◆ **EXERCISE INPUTS**:
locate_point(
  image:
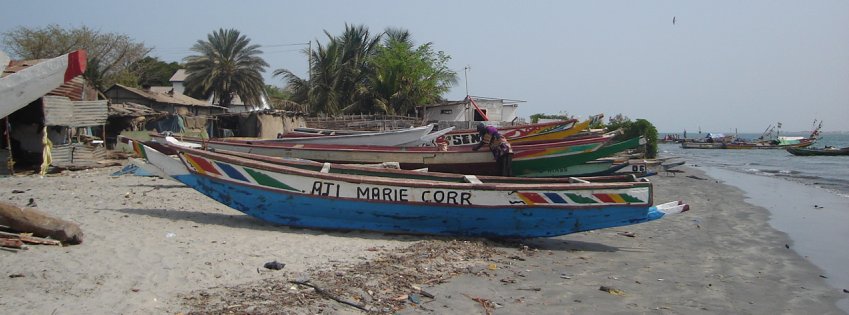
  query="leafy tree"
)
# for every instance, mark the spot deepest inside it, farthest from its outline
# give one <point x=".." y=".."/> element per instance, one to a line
<point x="227" y="65"/>
<point x="339" y="72"/>
<point x="280" y="99"/>
<point x="154" y="72"/>
<point x="110" y="55"/>
<point x="631" y="129"/>
<point x="356" y="72"/>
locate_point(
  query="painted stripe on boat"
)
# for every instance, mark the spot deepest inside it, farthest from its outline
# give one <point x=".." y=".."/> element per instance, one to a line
<point x="555" y="198"/>
<point x="265" y="180"/>
<point x="201" y="165"/>
<point x="580" y="199"/>
<point x="137" y="147"/>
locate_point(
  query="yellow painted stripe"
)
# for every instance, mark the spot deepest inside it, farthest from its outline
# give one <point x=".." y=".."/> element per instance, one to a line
<point x="526" y="200"/>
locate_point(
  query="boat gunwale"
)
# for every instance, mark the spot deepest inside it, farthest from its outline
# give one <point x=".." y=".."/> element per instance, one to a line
<point x="387" y="149"/>
<point x="447" y="176"/>
<point x="566" y="207"/>
<point x="412" y="183"/>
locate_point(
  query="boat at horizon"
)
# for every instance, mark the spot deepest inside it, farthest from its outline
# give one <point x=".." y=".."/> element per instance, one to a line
<point x="475" y="207"/>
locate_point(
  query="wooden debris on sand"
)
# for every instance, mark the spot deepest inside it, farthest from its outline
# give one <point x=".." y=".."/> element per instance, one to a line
<point x="39" y="223"/>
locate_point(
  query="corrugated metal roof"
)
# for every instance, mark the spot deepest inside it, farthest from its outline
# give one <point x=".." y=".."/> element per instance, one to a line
<point x="131" y="110"/>
<point x="76" y="89"/>
<point x="179" y="76"/>
<point x="89" y="113"/>
<point x="61" y="111"/>
<point x="177" y="99"/>
<point x="58" y="111"/>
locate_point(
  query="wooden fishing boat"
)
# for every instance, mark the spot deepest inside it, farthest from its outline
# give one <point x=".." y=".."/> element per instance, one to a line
<point x="768" y="140"/>
<point x="321" y="199"/>
<point x="388" y="138"/>
<point x="827" y="151"/>
<point x="577" y="165"/>
<point x="525" y="134"/>
<point x="528" y="160"/>
<point x="702" y="145"/>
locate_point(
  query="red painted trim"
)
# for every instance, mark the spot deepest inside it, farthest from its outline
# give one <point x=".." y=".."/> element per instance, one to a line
<point x="76" y="64"/>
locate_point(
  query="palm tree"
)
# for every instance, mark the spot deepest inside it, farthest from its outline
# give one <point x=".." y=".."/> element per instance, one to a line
<point x="227" y="65"/>
<point x="406" y="76"/>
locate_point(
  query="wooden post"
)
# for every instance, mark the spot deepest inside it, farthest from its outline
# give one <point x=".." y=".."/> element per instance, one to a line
<point x="11" y="161"/>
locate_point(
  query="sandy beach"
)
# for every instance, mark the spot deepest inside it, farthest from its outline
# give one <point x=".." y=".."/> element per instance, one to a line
<point x="154" y="247"/>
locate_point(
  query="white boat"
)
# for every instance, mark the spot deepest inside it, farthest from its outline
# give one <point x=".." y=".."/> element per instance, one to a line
<point x="27" y="85"/>
<point x="395" y="137"/>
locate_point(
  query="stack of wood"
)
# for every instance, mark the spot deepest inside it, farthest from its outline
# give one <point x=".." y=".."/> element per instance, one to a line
<point x="37" y="227"/>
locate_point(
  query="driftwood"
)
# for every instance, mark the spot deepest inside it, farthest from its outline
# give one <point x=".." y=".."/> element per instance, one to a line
<point x="29" y="239"/>
<point x="39" y="223"/>
<point x="329" y="295"/>
<point x="11" y="243"/>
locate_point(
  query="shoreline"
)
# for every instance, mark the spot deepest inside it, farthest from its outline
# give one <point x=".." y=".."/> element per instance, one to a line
<point x="151" y="242"/>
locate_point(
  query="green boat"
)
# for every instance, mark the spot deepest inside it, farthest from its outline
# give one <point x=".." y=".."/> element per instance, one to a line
<point x="569" y="167"/>
<point x="827" y="151"/>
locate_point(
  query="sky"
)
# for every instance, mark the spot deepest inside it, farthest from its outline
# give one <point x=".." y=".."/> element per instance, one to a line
<point x="722" y="66"/>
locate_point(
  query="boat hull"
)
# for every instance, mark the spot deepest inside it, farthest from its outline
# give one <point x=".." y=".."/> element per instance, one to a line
<point x="527" y="160"/>
<point x="319" y="200"/>
<point x="818" y="152"/>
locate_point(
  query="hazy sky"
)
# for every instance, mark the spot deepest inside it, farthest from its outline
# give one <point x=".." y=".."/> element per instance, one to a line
<point x="723" y="65"/>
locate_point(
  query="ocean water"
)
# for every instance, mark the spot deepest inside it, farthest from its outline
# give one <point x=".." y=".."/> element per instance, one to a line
<point x="827" y="172"/>
<point x="807" y="197"/>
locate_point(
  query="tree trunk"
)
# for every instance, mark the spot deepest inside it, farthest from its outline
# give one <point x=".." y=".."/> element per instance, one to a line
<point x="29" y="220"/>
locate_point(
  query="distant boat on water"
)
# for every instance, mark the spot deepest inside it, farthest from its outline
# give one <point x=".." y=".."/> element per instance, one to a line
<point x="827" y="151"/>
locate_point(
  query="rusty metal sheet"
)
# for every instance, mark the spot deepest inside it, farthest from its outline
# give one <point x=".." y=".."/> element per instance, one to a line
<point x="58" y="111"/>
<point x="90" y="113"/>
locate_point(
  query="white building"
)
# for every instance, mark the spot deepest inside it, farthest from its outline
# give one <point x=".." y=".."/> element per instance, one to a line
<point x="499" y="111"/>
<point x="236" y="105"/>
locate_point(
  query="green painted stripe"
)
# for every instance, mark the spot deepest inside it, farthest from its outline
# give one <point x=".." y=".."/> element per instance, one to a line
<point x="630" y="199"/>
<point x="266" y="180"/>
<point x="580" y="199"/>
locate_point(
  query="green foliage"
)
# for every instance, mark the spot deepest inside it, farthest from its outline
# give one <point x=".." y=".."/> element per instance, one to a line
<point x="631" y="129"/>
<point x="226" y="65"/>
<point x="358" y="73"/>
<point x="280" y="99"/>
<point x="339" y="72"/>
<point x="405" y="76"/>
<point x="154" y="72"/>
<point x="110" y="55"/>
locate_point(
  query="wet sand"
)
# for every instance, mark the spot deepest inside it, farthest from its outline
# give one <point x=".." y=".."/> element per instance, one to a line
<point x="814" y="219"/>
<point x="149" y="242"/>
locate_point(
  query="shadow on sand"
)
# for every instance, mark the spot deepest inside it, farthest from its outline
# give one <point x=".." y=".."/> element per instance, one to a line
<point x="243" y="221"/>
<point x="558" y="244"/>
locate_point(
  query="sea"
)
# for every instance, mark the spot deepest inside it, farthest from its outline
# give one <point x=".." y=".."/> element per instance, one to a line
<point x="807" y="197"/>
<point x="827" y="172"/>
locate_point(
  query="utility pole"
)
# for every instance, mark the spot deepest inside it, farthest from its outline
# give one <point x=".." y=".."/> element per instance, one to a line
<point x="466" y="76"/>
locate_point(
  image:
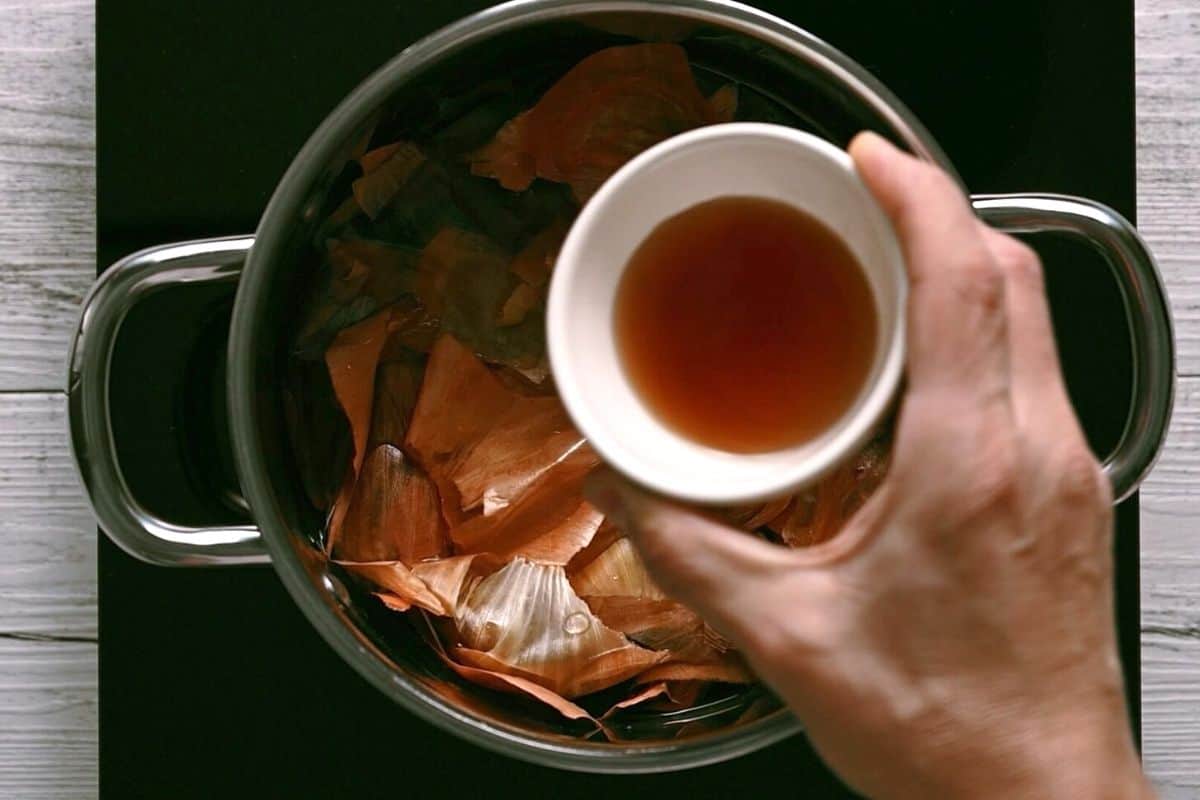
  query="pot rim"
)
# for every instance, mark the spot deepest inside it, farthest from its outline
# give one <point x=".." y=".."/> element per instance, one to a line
<point x="270" y="239"/>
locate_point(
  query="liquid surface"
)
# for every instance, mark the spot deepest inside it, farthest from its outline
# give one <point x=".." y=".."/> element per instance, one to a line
<point x="745" y="324"/>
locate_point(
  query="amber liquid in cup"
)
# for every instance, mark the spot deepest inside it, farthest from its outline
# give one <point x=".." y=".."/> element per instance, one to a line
<point x="745" y="324"/>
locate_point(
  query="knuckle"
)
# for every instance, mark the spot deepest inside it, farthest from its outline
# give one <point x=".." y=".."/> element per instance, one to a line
<point x="1075" y="477"/>
<point x="997" y="479"/>
<point x="1020" y="263"/>
<point x="979" y="284"/>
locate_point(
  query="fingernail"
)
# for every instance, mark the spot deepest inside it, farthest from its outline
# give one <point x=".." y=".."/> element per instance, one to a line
<point x="603" y="488"/>
<point x="868" y="142"/>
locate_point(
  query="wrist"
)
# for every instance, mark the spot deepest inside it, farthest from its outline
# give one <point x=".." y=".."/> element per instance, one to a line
<point x="1081" y="758"/>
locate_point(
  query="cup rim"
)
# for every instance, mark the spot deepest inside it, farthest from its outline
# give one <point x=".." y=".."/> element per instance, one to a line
<point x="249" y="335"/>
<point x="630" y="455"/>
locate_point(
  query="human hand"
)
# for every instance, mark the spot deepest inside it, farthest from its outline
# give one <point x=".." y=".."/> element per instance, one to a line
<point x="957" y="638"/>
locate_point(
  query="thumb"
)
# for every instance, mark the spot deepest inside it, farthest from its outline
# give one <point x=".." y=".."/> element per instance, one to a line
<point x="727" y="576"/>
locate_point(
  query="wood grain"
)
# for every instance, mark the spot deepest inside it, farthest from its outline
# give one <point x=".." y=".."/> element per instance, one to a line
<point x="48" y="719"/>
<point x="1168" y="96"/>
<point x="47" y="185"/>
<point x="47" y="534"/>
<point x="48" y="691"/>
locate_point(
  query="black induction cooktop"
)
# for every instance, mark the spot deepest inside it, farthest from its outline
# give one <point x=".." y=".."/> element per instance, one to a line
<point x="211" y="681"/>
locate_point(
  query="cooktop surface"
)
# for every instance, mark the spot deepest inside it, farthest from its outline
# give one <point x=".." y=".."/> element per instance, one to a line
<point x="213" y="684"/>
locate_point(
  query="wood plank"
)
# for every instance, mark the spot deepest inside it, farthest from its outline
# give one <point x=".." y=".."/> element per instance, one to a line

◆ **WRITTEN EXERCISE**:
Return every line of the listing above that contains the word "metal". Matching is case-sensitive.

◆ **REPLY TO THE TASK**:
  query="corrugated metal roof"
  query="rusty metal sheet"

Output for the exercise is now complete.